[Excerpted data]
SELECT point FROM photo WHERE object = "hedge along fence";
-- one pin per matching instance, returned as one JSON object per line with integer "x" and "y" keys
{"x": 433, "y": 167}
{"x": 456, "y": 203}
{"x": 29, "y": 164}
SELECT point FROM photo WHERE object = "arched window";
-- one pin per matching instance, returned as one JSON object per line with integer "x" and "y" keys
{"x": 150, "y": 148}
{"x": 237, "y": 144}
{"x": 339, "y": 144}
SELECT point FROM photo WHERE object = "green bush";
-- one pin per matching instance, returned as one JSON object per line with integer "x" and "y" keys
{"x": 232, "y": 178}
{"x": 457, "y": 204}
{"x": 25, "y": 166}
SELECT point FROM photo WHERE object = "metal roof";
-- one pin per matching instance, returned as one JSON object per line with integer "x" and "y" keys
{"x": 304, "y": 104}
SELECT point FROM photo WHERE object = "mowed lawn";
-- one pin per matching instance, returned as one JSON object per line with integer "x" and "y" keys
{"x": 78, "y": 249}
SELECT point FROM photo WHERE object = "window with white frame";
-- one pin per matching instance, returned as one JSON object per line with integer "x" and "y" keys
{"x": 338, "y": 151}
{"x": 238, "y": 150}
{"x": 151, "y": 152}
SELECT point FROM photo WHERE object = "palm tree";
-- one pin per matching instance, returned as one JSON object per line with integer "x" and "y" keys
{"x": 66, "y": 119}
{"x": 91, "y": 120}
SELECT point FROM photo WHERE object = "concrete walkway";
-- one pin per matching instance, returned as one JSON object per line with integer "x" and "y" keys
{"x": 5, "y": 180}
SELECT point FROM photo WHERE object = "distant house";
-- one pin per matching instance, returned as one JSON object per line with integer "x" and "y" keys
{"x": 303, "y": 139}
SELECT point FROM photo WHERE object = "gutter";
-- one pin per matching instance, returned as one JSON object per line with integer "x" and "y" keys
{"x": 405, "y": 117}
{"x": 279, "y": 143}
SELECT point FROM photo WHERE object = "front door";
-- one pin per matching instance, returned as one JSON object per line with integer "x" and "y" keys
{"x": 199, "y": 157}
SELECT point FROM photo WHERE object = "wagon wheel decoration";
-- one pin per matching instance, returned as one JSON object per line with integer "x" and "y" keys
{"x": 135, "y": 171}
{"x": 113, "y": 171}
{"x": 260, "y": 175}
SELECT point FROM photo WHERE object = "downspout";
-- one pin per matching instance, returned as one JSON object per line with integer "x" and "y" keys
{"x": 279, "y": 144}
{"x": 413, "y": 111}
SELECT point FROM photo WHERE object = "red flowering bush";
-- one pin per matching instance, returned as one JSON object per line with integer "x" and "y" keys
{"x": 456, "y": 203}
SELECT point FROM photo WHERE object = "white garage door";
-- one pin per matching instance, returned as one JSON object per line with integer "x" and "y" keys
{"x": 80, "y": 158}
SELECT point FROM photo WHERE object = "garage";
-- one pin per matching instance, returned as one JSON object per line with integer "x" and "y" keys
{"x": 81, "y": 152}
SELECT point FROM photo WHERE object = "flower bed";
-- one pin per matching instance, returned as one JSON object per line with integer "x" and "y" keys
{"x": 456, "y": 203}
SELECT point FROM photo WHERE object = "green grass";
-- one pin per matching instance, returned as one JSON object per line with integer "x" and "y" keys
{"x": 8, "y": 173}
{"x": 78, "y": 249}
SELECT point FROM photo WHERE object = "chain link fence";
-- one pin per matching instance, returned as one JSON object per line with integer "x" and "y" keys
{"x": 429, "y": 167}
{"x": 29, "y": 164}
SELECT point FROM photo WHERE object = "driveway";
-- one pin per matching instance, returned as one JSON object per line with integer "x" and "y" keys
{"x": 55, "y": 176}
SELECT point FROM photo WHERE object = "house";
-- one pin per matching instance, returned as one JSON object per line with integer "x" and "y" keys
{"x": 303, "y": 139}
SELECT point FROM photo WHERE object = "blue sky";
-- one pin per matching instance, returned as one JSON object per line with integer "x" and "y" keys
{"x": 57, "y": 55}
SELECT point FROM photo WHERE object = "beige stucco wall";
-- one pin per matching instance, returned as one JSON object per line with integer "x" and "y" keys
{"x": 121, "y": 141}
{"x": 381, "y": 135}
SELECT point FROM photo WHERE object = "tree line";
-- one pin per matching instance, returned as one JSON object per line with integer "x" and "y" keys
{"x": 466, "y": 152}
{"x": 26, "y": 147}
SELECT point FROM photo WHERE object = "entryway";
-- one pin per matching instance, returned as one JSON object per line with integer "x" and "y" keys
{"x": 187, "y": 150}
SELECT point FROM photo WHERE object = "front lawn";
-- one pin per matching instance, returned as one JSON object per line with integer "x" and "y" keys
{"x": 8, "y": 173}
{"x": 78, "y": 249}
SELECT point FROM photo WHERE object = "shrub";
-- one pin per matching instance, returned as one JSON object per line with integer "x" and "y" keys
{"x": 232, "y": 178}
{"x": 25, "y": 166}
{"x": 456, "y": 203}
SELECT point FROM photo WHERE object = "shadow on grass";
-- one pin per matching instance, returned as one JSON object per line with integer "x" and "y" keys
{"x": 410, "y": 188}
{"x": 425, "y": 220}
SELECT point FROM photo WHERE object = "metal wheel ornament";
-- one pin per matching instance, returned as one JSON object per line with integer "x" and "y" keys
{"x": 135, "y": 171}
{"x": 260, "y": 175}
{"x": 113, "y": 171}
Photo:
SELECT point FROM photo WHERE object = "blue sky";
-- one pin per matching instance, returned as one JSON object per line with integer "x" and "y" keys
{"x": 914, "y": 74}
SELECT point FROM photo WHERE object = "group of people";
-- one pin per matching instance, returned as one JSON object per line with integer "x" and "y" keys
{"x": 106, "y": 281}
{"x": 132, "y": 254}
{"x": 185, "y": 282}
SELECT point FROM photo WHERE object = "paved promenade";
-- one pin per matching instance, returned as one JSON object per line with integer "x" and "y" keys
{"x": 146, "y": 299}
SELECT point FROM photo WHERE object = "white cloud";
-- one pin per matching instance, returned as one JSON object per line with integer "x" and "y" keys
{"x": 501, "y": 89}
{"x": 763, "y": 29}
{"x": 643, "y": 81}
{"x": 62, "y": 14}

[Given exercise] Write the material out exactly, with nothing left out.

[Full solution]
SELECT point FROM photo WHERE object = "hedge along fence";
-- one pin per matching instance, returned as one JSON object per line with integer "x" and "y" keys
{"x": 433, "y": 167}
{"x": 456, "y": 203}
{"x": 29, "y": 164}
SELECT point FROM photo WHERE object = "arched window";
-- one pin per matching instance, returned as one JSON object per line with integer "x" and "y" keys
{"x": 150, "y": 148}
{"x": 237, "y": 144}
{"x": 339, "y": 144}
SELECT point FROM photo WHERE object = "green bush";
-- one pin per matching instance, returned as one JSON object per line with integer "x" and "y" keys
{"x": 232, "y": 178}
{"x": 457, "y": 204}
{"x": 25, "y": 166}
SELECT point FROM photo WHERE object = "metal roof";
-- one pin per matching instance, returned as one JSON object per line with integer "x" and "y" keys
{"x": 304, "y": 104}
SELECT point FROM photo WHERE object = "mowed lawn";
-- one pin per matching instance, returned as one JSON object per line with integer "x" and "y" keys
{"x": 78, "y": 249}
SELECT point FROM photo WHERE object = "window with white frame";
-- one pin per matching instance, returned as one JSON object per line with integer "x" and "y" keys
{"x": 338, "y": 151}
{"x": 238, "y": 150}
{"x": 151, "y": 152}
SELECT point FROM photo WHERE object = "palm tree";
-- one pin per matching instance, returned as one JSON object per line with integer "x" and "y" keys
{"x": 66, "y": 119}
{"x": 91, "y": 120}
SELECT point FROM photo WHERE object = "concrete walkway";
-- one pin per matching instance, returned as one JSON object per line with integer "x" and "y" keys
{"x": 5, "y": 180}
SELECT point FROM photo WHERE object = "distant house";
-- one pin per matching instance, returned as one JSON object per line with integer "x" and "y" keys
{"x": 303, "y": 139}
SELECT point FROM photo WHERE object = "gutter";
-- one pin per matching instance, returned as one JSON object per line with integer "x" and "y" keys
{"x": 405, "y": 117}
{"x": 279, "y": 143}
SELECT point FROM photo WHERE object = "front door";
-- one pin per matching instance, returned as one JSON object per line with integer "x" and "y" keys
{"x": 199, "y": 157}
SELECT point FROM photo WHERE object = "wagon wheel decoration";
-- one pin per matching instance, returned as one JSON object per line with integer "x" and "y" keys
{"x": 135, "y": 171}
{"x": 113, "y": 171}
{"x": 260, "y": 175}
SELECT point FROM photo WHERE object = "downspout";
-- one pin per matching instance, returned as one JSON object per line with integer "x" and "y" keys
{"x": 279, "y": 144}
{"x": 413, "y": 111}
SELECT point FROM photo WHERE object = "red flowering bush";
-- one pin per matching instance, returned as one JSON object per line with integer "x" and "y" keys
{"x": 456, "y": 203}
SELECT point FROM photo WHERE object = "white garage door";
-- one pin per matching instance, returned as one JSON object per line with integer "x" and "y" keys
{"x": 80, "y": 158}
SELECT point FROM photo WHERE object = "garage";
-- one pin per matching instance, returned as one JSON object per line with integer "x" and "y" keys
{"x": 81, "y": 152}
SELECT point FROM photo WHERE object = "flower bed";
-- one pin per matching instance, returned as one JSON object per line with integer "x" and "y" keys
{"x": 456, "y": 203}
SELECT point FROM photo WHERE object = "green grass";
-- one pin per matching instance, returned as one JSON object per line with integer "x" and "y" keys
{"x": 8, "y": 173}
{"x": 78, "y": 249}
SELECT point FROM photo WHERE object = "chain link fence";
-- one pin per matching instance, returned as one JSON object per line with integer "x" and "y" keys
{"x": 429, "y": 167}
{"x": 29, "y": 164}
SELECT point FROM photo WHERE object = "driveway";
-- one pin per matching instance, returned as one JSON object per line with integer "x" and "y" keys
{"x": 55, "y": 176}
SELECT point FROM photo WHERE object = "house";
-- one pin per matching instance, returned as one JSON object per line with integer "x" and "y" keys
{"x": 303, "y": 139}
SELECT point FROM photo WHERE object = "blue sky";
-- one pin per matching instance, returned as one JSON object per line with integer "x" and "y" keys
{"x": 57, "y": 55}
SELECT point FROM photo WHERE object = "beige stucco wall";
-- one pin per matching instance, returned as one JSON object per line with integer "x" and "y" keys
{"x": 121, "y": 141}
{"x": 381, "y": 135}
SELECT point FROM photo WHERE object = "tree line";
-- one pin per matching instance, returned as one JSON object per line with integer "x" and "y" keys
{"x": 466, "y": 152}
{"x": 26, "y": 147}
SELECT point FROM photo WHERE object = "entryway";
-- one pin per matching instance, returned as one JSON object per line with integer "x" and "y" keys
{"x": 187, "y": 150}
SELECT point FROM photo WHERE object = "front lawn";
-- one pin per matching instance, returned as one JSON object per line with integer "x" and "y" keys
{"x": 8, "y": 173}
{"x": 78, "y": 249}
SELECT point FROM photo WHERE object = "shrub";
-- one pin per matching instance, returned as one JSON object per line with integer "x" and "y" keys
{"x": 232, "y": 178}
{"x": 25, "y": 166}
{"x": 456, "y": 203}
SELECT point FROM photo WHERE object = "shadow on grass";
-- one pin per matching instance, returned as one JSON object per line with integer "x" and "y" keys
{"x": 410, "y": 188}
{"x": 425, "y": 220}
SELECT point FROM photo WHERE object = "metal wheel ornament";
-- one pin per matching instance, returned as one JSON object per line with integer "x" and "y" keys
{"x": 135, "y": 171}
{"x": 260, "y": 175}
{"x": 113, "y": 171}
Photo:
SELECT point FROM photo WHERE object = "blue sky";
-- one pin per matching instance, returned as one JSON object per line with integer "x" and "y" keys
{"x": 914, "y": 74}
SELECT point FROM photo WHERE object = "group of people";
-- one pin per matching instance, returned as one JSON object per line with integer "x" and "y" keys
{"x": 106, "y": 281}
{"x": 132, "y": 254}
{"x": 185, "y": 282}
SELECT point FROM photo WHERE object = "paved promenade";
-- one pin per matching instance, returned as one JSON object per line with integer "x" and "y" keys
{"x": 146, "y": 299}
SELECT point FROM photo WHERE object = "white cloud";
-- one pin per matching instance, returned as one JSON object per line with integer "x" and "y" keys
{"x": 501, "y": 89}
{"x": 763, "y": 29}
{"x": 643, "y": 81}
{"x": 62, "y": 14}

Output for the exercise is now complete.